— START EXCERPTED TEXT —
Let's define an integer $n$ as zero-avoiding in some base $b$ when its representation in base $b$ has no zero digits (excluding leading zeros of course)
I'd like to prove the following claim which empirically looks true:
an integer $n > 7$ is zero avoiding in base $2$ and $3$ if and only if $n = 2^{15}-1 = 32767$
To make things simpler, we can remove base $2$ and replace $n$ by a certain $2^m - 1$, making my initial claim equivalent to: $$2^m-1 \text{ is zero avoiding in base $3$ if and only if } m = 15$$
I've checked this claim for $m$ up to $100000$, and so far the only candidate is indeed at $m=15$
A few notes:
- We can suppose $m$ odd: when $m$ is even, $2^m-1$ is divisible by $3$, so it has a digit $0$ in base $3$
- For a given ternary length $d$, only a unique $m$ can make $2^m - 1$ zero-avoiding in base $3$
That second point seems to me as the most promising if we can reduce the claim to a finite number of lengths $d$. Here's a short proof of the uniqueness given a length:
Let $d$ be the length wanted, and $m$ such that $2^m-1$ is zero-avoiding in base $3$
Therefore, we have $(a_0, \ldots, a_d)$ all in the set $\{ 1,2\}$ such that $2^m-1 = \displaystyle \sum_{k=0}^{d-1} a_k3^k$
So that gives $\displaystyle \sum_{k=0}^{d-1} 3^k \leq 2^m-1 \leq 2\sum_{k=0}^{d-1} 3^k \iff N \leq 2^m-1 \leq 2N$ for $N = \displaystyle \sum_{k=0}^{d-1} 3^k = \frac{1}{2} (3^d - 1)$
Solving for $m$ gives $\log_2(N+1) \leq m \leq \log_2(2N+1)$, but the interval $\log_2(N+1), \log_2(2N+1)$ is of length less than $1$
This means $m = \lfloor d\log_2(3) \rfloor$, which shows uniqueness of $m$ given the length $d$
I'm not well versed enough regarding this, but maybe Baker's method can help find an upper bound for $d$?
— END EXCERPTED TEXT —
— START RAW DATA —
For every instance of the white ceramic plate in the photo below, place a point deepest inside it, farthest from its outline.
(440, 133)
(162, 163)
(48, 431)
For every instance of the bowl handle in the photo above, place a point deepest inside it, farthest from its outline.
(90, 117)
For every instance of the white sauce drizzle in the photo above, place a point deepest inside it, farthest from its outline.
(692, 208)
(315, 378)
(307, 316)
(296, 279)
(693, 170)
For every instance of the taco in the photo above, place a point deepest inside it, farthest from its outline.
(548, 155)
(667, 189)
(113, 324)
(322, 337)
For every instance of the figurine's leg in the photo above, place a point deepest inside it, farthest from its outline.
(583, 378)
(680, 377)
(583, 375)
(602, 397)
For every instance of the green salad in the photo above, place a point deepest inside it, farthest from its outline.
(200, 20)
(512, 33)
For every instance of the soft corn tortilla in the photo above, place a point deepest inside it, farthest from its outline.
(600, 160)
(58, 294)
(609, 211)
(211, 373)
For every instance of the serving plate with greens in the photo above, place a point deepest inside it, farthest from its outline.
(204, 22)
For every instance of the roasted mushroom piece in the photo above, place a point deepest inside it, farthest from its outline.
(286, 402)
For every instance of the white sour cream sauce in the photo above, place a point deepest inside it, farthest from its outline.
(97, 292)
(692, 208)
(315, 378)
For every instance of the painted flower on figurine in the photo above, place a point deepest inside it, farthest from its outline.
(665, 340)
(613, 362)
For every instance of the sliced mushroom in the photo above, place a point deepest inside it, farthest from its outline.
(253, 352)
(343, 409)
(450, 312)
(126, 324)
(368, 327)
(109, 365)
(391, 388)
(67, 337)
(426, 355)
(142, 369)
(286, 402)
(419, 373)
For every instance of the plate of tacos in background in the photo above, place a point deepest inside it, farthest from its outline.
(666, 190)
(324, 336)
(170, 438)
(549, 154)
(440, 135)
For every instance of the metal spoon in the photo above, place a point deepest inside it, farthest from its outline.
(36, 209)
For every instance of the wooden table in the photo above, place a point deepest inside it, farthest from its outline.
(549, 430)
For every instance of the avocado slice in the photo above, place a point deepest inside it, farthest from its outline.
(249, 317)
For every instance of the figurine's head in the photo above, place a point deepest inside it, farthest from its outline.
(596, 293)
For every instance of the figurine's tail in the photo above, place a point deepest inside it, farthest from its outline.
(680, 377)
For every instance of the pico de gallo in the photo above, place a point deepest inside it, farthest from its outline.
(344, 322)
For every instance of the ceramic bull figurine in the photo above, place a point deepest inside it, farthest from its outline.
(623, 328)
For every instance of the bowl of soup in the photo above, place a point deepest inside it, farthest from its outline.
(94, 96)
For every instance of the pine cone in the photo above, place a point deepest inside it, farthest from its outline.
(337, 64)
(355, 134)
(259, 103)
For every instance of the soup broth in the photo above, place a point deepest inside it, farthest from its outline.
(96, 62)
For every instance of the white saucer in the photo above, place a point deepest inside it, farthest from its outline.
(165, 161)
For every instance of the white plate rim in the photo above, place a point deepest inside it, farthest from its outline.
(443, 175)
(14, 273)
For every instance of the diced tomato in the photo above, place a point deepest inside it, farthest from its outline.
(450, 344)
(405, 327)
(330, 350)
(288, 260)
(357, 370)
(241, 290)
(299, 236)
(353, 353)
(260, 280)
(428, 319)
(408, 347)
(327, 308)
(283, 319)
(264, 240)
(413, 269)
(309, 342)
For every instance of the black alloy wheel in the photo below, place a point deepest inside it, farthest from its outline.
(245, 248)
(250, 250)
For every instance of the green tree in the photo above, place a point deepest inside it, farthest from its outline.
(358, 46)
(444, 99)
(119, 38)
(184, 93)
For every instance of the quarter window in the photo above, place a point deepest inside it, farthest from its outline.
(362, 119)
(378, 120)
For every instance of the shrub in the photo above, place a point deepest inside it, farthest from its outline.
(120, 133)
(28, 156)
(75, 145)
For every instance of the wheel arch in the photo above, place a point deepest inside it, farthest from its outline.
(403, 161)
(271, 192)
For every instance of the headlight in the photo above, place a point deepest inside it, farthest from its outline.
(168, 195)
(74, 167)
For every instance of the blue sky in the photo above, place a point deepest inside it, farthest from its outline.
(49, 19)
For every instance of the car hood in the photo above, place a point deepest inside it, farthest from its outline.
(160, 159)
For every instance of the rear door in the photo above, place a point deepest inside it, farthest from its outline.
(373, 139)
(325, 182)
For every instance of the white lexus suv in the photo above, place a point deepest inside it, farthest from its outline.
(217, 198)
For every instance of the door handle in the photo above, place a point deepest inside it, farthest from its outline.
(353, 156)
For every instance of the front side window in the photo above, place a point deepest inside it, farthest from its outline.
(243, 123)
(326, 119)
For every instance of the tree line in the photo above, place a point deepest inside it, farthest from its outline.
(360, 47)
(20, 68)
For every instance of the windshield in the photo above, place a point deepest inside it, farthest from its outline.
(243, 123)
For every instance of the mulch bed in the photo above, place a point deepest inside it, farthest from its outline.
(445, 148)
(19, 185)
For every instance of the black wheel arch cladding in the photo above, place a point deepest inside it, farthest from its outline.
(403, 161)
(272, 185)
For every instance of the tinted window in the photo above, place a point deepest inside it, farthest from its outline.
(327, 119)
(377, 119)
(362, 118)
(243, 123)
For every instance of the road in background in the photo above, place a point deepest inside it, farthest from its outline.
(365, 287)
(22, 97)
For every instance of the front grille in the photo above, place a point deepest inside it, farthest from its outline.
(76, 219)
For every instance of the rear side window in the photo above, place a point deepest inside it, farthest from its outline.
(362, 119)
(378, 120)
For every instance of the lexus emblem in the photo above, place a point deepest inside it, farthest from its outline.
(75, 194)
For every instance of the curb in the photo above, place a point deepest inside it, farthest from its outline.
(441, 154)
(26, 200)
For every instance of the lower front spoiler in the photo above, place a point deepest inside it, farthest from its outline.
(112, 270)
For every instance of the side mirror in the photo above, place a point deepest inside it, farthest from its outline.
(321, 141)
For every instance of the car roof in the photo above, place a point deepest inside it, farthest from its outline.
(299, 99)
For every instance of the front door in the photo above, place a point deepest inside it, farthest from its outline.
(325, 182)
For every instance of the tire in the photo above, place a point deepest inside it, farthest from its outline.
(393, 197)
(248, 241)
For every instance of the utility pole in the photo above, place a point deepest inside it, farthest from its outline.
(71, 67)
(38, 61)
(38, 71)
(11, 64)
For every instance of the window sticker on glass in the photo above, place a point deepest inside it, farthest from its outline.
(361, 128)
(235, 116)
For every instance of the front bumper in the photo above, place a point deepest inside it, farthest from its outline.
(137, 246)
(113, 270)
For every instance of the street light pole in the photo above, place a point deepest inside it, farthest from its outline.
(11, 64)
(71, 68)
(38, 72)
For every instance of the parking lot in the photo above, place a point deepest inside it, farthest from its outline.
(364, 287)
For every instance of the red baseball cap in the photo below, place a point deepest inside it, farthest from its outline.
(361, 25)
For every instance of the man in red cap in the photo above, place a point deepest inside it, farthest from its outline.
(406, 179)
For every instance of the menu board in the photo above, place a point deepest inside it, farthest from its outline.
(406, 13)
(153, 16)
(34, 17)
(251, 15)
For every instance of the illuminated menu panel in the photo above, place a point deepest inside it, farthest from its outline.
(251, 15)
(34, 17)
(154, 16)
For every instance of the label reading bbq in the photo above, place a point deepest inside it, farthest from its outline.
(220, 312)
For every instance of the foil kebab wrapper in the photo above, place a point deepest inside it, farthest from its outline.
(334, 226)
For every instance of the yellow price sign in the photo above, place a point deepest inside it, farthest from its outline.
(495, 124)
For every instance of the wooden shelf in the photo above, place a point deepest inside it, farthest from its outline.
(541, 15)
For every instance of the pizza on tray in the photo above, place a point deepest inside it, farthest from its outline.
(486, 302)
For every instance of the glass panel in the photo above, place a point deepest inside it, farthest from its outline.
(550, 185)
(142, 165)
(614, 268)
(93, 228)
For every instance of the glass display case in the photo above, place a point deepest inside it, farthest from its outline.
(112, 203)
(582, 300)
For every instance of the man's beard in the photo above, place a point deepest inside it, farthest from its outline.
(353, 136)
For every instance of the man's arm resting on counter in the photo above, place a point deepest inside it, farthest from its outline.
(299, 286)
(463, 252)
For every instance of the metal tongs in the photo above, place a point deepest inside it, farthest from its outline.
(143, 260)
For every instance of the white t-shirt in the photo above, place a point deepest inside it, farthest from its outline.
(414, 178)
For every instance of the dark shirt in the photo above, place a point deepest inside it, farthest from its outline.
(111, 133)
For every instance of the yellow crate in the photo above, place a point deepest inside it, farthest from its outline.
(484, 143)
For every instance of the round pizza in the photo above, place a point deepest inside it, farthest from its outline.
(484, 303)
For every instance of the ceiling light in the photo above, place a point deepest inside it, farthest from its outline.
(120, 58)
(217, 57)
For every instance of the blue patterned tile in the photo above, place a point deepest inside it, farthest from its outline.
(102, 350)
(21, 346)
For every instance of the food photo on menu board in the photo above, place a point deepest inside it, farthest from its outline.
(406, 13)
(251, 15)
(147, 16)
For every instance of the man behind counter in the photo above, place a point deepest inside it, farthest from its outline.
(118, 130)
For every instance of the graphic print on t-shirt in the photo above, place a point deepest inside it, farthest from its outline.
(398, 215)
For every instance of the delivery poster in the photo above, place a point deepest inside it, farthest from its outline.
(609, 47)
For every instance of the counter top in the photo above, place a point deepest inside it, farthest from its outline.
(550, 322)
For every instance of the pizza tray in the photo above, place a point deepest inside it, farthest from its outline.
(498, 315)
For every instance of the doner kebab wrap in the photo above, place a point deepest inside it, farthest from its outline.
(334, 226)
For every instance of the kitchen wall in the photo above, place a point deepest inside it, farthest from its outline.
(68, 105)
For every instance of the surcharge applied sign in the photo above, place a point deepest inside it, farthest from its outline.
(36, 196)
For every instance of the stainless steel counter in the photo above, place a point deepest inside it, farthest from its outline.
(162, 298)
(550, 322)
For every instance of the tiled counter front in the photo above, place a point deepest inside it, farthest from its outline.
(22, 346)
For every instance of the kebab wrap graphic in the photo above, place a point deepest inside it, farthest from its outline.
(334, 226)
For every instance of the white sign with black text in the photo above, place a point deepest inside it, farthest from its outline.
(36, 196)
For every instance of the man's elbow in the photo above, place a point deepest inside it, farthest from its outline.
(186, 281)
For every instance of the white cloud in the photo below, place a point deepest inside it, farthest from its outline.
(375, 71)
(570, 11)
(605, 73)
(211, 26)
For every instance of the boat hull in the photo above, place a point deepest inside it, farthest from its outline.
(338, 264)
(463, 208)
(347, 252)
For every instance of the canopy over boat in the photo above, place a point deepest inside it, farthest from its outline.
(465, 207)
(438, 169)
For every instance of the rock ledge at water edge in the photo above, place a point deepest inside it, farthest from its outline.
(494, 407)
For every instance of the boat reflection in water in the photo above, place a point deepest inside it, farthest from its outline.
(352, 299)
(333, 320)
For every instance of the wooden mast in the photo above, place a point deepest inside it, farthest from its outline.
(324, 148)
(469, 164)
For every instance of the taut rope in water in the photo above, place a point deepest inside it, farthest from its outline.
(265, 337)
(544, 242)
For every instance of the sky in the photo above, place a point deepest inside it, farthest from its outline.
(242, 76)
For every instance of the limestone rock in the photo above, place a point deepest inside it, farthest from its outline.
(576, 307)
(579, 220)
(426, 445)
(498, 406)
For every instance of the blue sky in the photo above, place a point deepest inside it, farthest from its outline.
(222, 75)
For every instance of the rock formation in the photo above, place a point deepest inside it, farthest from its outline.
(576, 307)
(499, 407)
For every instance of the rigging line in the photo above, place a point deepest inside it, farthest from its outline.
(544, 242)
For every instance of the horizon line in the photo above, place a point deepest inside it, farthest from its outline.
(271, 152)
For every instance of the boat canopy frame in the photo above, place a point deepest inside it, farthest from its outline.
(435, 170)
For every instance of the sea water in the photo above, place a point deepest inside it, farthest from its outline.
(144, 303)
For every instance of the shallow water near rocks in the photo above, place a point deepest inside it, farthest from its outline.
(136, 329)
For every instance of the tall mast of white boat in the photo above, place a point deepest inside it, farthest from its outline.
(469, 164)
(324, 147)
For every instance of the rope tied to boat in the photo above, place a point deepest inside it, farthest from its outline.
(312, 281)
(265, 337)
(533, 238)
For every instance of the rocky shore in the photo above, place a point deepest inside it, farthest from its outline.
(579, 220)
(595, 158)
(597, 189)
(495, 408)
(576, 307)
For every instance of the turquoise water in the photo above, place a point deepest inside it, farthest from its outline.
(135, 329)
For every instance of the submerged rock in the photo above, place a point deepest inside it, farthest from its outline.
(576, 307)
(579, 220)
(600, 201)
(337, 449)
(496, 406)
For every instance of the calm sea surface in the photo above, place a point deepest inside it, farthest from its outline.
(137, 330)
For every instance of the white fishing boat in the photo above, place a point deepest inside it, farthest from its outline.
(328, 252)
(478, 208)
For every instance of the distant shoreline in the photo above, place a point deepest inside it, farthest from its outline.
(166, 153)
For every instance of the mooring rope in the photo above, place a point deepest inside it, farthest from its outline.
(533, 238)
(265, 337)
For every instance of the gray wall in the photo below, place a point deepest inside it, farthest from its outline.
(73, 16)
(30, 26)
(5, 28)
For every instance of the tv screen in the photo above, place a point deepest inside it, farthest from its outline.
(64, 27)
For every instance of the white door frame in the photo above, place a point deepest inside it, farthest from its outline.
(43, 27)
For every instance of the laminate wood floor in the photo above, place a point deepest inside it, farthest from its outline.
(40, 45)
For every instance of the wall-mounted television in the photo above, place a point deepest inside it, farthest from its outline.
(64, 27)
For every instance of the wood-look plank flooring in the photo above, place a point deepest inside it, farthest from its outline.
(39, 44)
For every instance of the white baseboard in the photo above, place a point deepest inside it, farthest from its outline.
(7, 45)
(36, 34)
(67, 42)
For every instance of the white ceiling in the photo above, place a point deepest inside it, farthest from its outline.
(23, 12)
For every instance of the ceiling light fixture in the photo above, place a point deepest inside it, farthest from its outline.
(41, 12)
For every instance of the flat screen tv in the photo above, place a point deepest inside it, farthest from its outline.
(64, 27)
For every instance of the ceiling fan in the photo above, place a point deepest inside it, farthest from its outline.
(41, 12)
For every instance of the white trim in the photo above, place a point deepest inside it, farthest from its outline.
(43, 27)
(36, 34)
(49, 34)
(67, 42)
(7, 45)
— END RAW DATA —
**TO-DO LIST**
1. Write out the passage of the post on zero-avoiding numbers between "Let's define an" and "zeros of course)", inclusive.
2. Answer these questions from the post on zero-avoiding numbers:
(a) Up to what value of m has the claim been checked?
(b) Why can m be assumed to be odd?
(c) Which method does the writer suggest might help find an upper bound for d?

**ANSWERS FOR THE EXERCISE**
1.
Let's define an integer $n$ as zero-avoiding in some base $b$ when its representation in base $b$ has no zero digits (excluding leading zeros of course)

2.
(a) Up to 100000.
(b) When m is even, 2^m − 1 is divisible by 3, so it has a digit 0 in base 3.
(c) Baker's method.